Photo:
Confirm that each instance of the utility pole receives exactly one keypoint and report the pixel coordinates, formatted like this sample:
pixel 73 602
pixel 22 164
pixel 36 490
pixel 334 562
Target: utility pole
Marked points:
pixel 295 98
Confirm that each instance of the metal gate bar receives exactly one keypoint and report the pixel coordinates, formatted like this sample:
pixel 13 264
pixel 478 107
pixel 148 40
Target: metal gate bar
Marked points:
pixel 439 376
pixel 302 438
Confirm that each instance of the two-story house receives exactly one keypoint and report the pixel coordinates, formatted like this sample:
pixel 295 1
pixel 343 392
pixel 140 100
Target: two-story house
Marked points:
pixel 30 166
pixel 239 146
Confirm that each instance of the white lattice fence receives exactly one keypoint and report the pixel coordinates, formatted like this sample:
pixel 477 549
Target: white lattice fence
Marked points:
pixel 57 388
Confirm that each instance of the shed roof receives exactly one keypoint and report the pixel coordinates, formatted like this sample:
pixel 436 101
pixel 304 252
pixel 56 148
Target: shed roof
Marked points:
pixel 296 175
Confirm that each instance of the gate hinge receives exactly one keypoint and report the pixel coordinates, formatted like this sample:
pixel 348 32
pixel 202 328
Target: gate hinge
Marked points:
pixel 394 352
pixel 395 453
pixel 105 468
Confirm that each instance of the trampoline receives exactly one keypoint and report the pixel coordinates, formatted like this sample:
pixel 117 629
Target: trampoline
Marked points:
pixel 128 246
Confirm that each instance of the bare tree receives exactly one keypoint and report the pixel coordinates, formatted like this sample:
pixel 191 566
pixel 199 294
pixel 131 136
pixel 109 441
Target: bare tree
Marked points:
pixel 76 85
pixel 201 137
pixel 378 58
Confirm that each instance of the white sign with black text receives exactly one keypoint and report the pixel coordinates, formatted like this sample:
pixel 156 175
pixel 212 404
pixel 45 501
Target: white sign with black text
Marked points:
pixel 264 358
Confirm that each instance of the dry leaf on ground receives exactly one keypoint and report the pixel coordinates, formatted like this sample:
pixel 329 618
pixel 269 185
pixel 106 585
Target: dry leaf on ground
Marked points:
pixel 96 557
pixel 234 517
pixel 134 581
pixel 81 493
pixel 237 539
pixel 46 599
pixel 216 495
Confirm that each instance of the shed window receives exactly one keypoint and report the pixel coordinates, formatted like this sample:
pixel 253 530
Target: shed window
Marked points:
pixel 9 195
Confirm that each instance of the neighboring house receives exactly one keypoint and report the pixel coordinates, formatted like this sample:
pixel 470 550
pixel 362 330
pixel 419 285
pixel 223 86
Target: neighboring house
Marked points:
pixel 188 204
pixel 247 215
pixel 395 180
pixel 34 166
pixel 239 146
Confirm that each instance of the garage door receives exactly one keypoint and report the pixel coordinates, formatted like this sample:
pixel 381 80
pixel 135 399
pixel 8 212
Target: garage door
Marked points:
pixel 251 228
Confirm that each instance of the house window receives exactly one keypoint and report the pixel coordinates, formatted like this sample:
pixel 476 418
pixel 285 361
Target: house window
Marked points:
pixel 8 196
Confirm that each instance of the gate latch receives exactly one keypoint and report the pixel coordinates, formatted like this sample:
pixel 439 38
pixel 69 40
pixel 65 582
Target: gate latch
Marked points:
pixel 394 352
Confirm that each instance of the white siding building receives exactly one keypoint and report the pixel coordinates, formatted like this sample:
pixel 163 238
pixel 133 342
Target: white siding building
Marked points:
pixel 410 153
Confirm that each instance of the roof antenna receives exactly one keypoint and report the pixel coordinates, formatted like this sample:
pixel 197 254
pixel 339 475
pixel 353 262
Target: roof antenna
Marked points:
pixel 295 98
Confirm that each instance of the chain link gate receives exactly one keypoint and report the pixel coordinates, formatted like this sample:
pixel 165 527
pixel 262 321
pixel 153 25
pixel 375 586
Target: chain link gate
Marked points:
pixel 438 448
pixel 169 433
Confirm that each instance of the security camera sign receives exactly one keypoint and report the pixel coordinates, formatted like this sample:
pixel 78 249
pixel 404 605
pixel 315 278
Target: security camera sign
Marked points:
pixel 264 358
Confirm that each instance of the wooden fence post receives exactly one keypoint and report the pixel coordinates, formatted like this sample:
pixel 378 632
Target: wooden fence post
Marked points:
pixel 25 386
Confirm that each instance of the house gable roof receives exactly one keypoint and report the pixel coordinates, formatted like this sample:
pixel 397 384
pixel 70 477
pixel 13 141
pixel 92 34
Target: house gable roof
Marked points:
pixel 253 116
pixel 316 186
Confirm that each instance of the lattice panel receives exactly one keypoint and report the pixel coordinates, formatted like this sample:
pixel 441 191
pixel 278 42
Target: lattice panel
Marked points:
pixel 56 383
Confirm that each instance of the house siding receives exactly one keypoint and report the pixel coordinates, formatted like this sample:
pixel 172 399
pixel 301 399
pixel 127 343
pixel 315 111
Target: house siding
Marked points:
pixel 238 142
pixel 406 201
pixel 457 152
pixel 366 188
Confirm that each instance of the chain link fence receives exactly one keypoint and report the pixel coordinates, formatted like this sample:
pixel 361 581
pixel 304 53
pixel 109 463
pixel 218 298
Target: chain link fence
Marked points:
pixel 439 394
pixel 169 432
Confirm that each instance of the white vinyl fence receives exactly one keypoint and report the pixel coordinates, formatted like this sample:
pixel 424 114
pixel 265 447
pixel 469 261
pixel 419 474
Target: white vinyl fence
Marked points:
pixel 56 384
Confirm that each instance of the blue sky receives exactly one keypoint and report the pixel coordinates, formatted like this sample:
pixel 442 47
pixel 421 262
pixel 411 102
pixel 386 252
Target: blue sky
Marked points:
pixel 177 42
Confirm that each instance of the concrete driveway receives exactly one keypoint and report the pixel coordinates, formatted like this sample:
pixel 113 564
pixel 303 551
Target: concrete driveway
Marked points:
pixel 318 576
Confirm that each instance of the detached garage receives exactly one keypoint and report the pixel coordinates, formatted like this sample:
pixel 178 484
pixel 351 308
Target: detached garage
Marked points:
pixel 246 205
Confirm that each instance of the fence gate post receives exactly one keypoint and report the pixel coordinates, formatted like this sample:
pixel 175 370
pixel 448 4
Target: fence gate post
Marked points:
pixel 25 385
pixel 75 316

== == ==

## Problem details
Copy the records above from their first line through the line containing "pixel 302 438", swapping "metal gate bar" for "steel gate bar" and leaving everything else unchanged.

## Expected answer
Photo:
Confirm that each instance of the utility pole receives exactly one keypoint and report the pixel coordinates, formatted like this sample:
pixel 73 602
pixel 22 164
pixel 36 490
pixel 334 562
Target: utility pole
Marked points:
pixel 295 98
Confirm that each instance of the steel gate bar receives exactly one keypoint and report the pixel coordinates, formatted like this sample:
pixel 13 264
pixel 478 107
pixel 148 40
Target: steel gate bar
Marked points:
pixel 439 376
pixel 302 438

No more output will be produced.